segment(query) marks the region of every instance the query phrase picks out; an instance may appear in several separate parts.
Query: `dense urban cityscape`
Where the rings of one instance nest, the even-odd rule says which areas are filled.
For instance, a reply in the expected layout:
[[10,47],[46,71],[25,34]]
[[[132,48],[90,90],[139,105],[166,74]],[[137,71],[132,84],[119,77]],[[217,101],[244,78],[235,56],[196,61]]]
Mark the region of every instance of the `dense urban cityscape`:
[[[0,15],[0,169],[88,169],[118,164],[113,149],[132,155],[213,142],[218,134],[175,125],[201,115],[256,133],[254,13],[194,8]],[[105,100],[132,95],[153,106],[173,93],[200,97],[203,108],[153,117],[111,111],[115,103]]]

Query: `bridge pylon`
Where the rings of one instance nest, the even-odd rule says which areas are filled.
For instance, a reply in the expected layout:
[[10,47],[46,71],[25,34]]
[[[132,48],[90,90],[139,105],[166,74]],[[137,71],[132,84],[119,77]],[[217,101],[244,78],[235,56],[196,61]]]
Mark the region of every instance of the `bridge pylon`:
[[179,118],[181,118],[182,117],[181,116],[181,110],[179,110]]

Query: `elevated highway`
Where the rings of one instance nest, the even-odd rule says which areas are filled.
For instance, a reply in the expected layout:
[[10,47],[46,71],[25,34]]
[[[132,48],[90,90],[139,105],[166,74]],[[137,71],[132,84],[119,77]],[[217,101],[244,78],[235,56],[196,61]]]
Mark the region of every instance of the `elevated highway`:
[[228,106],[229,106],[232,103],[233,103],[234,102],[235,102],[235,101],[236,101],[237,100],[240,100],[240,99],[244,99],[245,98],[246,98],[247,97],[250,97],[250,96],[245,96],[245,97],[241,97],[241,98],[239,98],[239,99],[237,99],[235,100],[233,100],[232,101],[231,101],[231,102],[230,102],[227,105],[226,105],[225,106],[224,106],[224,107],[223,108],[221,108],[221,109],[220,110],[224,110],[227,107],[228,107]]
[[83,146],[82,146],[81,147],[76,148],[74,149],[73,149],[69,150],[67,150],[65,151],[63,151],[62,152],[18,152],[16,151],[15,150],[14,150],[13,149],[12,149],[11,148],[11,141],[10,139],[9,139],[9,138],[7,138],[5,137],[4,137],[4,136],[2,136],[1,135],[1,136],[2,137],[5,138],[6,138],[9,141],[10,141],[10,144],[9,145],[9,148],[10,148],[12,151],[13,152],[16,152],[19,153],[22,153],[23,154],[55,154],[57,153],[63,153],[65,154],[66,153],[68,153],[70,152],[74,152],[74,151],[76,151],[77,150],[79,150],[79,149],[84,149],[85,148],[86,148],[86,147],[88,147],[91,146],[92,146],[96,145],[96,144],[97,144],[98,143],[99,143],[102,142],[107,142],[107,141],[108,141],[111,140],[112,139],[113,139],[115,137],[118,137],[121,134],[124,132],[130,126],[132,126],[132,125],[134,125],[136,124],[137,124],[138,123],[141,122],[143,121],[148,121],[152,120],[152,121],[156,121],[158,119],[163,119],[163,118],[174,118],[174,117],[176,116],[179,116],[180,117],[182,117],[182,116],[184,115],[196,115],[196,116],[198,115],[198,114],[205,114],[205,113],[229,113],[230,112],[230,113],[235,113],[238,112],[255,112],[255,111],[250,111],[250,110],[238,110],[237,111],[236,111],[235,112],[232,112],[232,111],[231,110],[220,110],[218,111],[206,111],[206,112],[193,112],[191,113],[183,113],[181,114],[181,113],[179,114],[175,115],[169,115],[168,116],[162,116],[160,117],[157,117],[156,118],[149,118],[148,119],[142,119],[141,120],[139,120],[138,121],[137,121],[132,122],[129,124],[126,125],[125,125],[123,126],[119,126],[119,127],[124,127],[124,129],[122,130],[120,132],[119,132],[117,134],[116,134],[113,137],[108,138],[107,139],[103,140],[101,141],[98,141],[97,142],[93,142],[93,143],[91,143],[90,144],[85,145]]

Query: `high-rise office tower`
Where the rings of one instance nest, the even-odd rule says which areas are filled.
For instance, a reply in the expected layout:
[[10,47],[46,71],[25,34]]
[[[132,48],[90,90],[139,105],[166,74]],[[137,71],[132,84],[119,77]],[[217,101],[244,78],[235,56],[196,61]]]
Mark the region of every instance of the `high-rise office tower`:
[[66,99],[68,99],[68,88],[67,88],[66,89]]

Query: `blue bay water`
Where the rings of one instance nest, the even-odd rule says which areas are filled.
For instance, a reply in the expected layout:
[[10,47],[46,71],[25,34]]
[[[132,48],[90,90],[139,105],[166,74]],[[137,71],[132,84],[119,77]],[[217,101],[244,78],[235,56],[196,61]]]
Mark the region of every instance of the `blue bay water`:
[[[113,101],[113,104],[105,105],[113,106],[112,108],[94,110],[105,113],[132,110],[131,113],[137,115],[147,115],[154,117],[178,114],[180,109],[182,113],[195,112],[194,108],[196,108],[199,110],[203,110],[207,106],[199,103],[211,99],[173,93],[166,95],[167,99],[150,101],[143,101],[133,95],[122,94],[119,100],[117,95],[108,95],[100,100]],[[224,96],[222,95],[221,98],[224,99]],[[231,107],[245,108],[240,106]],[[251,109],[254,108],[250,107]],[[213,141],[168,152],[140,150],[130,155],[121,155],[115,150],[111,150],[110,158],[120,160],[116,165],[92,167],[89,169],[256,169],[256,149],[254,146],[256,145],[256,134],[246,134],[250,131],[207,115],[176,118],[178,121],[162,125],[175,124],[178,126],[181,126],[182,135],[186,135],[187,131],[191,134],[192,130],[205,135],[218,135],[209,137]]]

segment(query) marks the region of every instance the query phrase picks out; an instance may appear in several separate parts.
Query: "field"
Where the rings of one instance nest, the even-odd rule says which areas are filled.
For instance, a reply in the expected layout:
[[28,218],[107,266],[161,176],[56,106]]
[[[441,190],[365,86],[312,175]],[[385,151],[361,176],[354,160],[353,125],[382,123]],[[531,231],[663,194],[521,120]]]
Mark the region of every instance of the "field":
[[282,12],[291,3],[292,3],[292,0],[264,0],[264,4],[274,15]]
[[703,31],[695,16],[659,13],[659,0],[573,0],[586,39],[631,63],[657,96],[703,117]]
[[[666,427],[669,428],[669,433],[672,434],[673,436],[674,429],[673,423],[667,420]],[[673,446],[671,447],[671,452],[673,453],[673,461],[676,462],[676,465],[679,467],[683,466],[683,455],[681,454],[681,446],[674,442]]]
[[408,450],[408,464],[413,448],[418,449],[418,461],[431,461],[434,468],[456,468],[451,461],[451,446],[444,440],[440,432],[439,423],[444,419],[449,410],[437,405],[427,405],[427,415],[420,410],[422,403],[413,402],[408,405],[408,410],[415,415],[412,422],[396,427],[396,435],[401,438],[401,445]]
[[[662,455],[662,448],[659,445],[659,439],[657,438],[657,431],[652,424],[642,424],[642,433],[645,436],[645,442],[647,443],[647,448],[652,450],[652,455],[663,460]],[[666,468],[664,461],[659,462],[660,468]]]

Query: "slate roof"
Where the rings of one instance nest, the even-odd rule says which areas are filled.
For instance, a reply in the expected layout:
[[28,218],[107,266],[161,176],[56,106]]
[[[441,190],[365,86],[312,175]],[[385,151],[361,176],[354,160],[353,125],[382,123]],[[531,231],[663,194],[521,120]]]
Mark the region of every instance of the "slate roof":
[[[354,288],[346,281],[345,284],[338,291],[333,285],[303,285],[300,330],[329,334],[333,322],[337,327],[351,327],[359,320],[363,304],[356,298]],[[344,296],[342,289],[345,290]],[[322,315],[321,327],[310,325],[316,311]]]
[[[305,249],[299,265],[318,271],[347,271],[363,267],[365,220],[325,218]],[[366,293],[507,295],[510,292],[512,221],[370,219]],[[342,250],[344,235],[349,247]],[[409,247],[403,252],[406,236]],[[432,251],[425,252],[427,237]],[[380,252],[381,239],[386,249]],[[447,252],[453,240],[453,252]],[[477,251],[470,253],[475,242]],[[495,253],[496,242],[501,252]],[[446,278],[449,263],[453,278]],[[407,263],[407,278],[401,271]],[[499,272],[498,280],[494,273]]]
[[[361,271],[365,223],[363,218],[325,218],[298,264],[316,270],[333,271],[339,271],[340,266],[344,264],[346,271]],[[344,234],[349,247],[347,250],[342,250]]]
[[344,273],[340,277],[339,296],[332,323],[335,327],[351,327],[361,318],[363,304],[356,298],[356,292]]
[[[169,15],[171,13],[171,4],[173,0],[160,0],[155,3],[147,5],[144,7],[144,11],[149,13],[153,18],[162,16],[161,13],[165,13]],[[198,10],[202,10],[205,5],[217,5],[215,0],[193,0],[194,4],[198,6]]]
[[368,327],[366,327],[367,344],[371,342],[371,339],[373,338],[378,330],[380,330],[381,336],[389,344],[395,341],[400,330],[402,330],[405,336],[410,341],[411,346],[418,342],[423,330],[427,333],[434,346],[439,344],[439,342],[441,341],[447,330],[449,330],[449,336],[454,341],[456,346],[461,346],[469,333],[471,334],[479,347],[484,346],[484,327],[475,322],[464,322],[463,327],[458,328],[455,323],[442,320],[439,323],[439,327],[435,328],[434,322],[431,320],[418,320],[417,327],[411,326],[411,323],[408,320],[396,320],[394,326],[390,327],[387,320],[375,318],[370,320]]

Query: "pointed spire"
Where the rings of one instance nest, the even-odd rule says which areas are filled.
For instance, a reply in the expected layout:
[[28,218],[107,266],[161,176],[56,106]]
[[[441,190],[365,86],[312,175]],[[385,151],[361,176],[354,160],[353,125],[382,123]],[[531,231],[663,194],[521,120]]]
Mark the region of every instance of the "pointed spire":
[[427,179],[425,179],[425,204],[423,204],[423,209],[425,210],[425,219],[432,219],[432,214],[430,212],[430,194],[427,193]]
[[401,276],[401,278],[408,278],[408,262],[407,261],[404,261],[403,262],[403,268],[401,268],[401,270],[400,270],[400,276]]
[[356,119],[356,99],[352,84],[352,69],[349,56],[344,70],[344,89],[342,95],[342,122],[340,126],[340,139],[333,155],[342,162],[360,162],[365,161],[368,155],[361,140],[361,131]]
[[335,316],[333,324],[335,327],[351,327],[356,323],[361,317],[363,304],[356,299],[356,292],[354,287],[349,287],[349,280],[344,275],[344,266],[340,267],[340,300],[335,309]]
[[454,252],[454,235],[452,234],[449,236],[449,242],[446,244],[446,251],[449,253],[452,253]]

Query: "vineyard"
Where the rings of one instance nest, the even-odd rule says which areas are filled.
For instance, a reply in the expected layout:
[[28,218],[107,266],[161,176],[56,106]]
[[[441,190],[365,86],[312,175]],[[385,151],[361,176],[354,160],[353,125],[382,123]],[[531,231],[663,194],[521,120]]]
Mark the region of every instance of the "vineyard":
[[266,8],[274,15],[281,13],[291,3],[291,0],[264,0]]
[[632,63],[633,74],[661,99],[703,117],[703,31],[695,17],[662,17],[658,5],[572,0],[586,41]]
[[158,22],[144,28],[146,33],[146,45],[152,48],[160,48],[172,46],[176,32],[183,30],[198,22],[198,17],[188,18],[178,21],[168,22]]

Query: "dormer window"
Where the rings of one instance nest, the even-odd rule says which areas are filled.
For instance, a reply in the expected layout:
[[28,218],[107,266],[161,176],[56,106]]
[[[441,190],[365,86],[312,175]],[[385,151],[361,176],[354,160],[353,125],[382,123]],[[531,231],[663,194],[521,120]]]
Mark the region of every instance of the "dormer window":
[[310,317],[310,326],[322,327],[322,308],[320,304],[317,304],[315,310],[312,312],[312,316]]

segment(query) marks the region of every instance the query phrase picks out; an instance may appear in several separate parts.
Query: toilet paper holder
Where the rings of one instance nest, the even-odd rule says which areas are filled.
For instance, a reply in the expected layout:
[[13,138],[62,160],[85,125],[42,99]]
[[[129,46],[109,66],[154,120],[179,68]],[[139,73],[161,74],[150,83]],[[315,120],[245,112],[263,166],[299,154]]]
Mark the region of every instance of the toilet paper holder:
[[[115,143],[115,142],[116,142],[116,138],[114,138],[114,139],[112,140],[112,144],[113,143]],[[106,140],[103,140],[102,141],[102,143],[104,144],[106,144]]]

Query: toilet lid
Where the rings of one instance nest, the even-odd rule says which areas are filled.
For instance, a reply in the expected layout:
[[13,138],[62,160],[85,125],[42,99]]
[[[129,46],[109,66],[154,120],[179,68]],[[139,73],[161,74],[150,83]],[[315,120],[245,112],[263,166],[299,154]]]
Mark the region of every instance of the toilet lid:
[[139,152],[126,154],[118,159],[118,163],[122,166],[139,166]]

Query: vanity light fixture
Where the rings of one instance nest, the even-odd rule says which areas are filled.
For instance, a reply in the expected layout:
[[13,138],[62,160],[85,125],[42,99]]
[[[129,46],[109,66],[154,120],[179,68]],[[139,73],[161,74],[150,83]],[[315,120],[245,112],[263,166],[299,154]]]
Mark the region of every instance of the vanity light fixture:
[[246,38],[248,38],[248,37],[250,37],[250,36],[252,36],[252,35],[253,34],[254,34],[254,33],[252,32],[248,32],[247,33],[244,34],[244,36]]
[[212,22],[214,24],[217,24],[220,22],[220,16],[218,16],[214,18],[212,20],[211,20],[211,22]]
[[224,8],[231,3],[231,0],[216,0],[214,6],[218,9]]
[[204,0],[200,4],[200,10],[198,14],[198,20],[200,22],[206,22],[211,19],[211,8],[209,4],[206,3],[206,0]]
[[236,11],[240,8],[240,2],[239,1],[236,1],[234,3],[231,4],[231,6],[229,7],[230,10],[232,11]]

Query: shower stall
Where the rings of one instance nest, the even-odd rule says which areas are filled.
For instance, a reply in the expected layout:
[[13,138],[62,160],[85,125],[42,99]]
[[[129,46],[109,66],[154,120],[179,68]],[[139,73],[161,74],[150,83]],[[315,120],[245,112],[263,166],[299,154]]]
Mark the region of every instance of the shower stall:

• Problem to solve:
Take the rows above from the start through the line that contains "[[179,118],[181,118],[182,117],[181,116],[181,110],[179,110]]", and turn them into a JSON list of strings with one string per line, leaving out blank lines.

• Result below:
[
  "segment(query) marks the region of every instance the query phrase picks out; an instance may appear in several separate parts.",
  "Query: `dense urban cityscape`",
  "Where the rings of one instance nest, the even-odd rule says which areas are filled.",
  "For instance, a reply in the expected layout:",
  "[[10,47],[46,71],[25,34]]",
  "[[[132,48],[90,90],[139,105],[166,74]],[[137,71],[132,84],[119,77]],[[217,101],[244,78],[235,56],[196,61]]]",
  "Mark the region of every instance of the `dense urban cityscape`:",
  "[[[0,15],[0,169],[88,169],[118,164],[113,149],[132,155],[213,142],[218,134],[175,125],[201,115],[256,133],[254,13],[194,8]],[[105,100],[132,95],[153,106],[173,93],[200,97],[203,108],[153,117],[111,111],[115,103]]]",
  "Query: `bridge pylon`",
  "Where the rings of one instance nest, the even-odd rule says which areas are filled.",
  "For instance, a reply in the expected layout:",
  "[[10,47],[46,71],[25,34]]",
  "[[[132,48],[90,90],[139,105],[166,74]],[[137,71],[132,84],[119,77]],[[217,101],[244,78],[235,56],[196,61]]]",
  "Mark the region of every instance of the `bridge pylon`:",
  "[[179,118],[181,118],[182,117],[181,116],[181,110],[179,110]]"
]